Data items

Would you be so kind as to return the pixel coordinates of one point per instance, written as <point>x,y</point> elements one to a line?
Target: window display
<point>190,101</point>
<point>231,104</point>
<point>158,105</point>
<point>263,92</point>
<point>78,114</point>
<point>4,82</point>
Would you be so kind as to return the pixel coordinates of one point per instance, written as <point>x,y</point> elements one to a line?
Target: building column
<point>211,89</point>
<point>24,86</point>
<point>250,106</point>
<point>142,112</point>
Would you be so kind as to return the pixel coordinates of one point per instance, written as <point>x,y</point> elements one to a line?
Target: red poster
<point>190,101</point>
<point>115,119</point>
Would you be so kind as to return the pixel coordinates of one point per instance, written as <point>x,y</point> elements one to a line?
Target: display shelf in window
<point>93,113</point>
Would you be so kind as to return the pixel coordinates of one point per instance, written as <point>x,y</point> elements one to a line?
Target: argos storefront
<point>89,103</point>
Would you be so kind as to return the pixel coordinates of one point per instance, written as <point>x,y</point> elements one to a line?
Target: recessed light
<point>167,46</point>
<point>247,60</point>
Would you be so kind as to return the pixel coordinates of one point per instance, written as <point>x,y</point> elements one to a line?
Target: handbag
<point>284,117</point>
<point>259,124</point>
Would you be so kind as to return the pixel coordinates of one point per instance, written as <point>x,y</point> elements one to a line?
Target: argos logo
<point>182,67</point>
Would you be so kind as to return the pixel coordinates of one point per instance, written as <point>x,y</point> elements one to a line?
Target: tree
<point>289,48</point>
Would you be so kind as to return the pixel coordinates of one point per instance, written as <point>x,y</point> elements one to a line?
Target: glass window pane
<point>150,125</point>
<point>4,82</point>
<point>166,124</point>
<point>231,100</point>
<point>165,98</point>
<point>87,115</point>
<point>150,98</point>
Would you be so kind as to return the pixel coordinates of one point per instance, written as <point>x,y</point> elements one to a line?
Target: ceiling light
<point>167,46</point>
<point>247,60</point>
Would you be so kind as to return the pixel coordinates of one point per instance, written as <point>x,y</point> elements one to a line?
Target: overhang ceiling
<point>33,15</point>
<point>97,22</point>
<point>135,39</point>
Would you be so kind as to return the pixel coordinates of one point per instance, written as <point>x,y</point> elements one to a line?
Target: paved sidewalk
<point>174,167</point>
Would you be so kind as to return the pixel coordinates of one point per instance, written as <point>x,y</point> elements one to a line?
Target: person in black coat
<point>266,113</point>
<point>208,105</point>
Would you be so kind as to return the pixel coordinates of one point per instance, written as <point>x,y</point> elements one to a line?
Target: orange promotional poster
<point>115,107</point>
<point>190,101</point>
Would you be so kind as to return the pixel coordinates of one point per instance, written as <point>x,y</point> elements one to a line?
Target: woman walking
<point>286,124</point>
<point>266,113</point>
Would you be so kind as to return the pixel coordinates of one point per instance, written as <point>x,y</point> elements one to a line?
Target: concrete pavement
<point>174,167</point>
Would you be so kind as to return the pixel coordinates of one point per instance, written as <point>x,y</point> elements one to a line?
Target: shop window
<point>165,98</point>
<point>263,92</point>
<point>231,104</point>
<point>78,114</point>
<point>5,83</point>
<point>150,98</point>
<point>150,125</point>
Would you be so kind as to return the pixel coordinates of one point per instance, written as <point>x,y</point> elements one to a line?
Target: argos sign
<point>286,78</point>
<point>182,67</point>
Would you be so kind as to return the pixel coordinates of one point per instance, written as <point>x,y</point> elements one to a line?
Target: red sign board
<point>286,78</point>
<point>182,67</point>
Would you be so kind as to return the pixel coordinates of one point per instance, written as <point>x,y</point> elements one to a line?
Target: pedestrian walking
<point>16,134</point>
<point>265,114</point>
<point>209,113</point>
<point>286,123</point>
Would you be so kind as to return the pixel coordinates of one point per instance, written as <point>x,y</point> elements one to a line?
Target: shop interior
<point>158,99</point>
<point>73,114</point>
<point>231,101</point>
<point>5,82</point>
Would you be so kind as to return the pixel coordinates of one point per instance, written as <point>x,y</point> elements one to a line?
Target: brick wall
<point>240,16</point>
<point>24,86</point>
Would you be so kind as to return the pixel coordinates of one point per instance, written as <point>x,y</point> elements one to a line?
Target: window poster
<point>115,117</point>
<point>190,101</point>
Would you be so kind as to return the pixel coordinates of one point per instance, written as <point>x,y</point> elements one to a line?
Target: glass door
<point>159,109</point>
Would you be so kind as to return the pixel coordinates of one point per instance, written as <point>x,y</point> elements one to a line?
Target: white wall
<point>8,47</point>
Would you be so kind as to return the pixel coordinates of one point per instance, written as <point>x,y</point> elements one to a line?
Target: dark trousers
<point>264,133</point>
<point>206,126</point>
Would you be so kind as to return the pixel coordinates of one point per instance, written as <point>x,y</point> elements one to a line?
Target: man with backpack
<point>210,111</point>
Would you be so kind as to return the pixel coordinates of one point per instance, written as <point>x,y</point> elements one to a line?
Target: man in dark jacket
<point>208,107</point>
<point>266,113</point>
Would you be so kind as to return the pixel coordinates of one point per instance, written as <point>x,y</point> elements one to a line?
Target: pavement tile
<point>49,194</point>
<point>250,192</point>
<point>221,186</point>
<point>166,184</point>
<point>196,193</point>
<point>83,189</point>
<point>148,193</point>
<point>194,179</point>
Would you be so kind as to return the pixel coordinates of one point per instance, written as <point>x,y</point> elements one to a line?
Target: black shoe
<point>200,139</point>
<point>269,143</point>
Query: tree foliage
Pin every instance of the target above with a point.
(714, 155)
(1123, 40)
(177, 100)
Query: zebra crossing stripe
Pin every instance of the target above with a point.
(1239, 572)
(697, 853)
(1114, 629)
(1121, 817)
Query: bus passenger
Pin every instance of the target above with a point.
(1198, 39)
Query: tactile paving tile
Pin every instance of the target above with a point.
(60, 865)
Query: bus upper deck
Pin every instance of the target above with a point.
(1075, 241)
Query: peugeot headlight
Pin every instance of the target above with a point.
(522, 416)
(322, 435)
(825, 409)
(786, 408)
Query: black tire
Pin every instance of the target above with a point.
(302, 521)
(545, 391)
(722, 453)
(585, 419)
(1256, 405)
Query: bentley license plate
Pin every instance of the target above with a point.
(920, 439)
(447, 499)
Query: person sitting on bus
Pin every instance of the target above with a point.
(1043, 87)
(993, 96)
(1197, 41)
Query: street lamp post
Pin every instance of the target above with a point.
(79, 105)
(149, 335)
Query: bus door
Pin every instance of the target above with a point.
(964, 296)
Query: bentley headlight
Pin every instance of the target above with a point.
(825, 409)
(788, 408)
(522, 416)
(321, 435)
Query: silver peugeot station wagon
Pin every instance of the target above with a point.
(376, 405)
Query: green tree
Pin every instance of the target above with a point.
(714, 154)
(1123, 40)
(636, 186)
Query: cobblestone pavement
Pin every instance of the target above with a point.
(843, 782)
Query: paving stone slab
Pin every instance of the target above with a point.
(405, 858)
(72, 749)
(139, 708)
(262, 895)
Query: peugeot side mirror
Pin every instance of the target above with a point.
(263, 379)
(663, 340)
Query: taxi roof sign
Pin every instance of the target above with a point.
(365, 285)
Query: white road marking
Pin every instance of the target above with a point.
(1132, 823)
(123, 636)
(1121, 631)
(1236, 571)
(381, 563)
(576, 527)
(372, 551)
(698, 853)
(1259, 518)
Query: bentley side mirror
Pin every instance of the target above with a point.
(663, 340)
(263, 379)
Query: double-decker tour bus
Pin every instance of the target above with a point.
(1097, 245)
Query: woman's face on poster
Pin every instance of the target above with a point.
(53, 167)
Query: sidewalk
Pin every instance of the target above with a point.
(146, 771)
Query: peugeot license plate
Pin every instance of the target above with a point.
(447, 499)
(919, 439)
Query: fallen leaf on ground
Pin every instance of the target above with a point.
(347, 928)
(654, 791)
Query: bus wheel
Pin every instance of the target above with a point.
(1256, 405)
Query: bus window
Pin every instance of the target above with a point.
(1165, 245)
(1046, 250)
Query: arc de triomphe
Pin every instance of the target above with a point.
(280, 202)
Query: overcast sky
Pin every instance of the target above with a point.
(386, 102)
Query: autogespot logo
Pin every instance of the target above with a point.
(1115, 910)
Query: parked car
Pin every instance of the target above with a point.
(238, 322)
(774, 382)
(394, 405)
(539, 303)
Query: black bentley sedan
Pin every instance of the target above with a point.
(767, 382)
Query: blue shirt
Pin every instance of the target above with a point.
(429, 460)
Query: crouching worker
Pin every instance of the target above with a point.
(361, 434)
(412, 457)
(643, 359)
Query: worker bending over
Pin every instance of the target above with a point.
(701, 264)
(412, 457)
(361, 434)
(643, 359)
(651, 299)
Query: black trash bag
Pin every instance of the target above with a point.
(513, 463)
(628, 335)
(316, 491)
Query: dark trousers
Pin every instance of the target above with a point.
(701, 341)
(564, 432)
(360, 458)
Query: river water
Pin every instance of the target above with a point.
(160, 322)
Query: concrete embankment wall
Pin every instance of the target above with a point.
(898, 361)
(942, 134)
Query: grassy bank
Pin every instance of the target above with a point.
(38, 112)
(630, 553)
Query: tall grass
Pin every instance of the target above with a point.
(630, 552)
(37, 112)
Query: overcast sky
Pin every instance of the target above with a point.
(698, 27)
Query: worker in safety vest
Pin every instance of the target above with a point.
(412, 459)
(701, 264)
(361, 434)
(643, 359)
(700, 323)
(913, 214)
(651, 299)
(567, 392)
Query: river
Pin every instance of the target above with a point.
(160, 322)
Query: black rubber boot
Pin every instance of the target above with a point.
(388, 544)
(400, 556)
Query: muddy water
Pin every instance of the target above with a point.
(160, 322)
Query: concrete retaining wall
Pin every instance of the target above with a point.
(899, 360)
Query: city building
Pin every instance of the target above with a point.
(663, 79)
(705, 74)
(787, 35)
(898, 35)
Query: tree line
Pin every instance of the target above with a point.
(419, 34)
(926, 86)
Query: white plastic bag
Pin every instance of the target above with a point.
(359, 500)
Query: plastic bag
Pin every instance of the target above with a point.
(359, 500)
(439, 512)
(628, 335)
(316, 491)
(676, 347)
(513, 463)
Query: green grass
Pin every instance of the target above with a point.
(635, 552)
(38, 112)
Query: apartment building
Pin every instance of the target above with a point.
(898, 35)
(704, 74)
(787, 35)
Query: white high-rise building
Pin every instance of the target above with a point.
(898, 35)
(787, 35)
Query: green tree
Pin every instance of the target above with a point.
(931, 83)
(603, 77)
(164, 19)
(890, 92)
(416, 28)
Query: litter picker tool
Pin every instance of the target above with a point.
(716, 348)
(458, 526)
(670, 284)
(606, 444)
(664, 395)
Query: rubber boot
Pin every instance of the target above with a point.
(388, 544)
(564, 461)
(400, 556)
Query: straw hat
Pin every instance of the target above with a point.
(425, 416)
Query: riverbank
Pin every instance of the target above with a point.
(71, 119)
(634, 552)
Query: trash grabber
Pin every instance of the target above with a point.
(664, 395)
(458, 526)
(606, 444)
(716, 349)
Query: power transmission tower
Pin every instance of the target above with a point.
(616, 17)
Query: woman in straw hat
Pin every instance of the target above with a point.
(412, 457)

[Task requirements] Among the records above, find each line holding "bentley" and list it.

[Result]
Query: bentley license plate
Query: bentley headlight
Query: bentley side mirror
Query: black bentley sedan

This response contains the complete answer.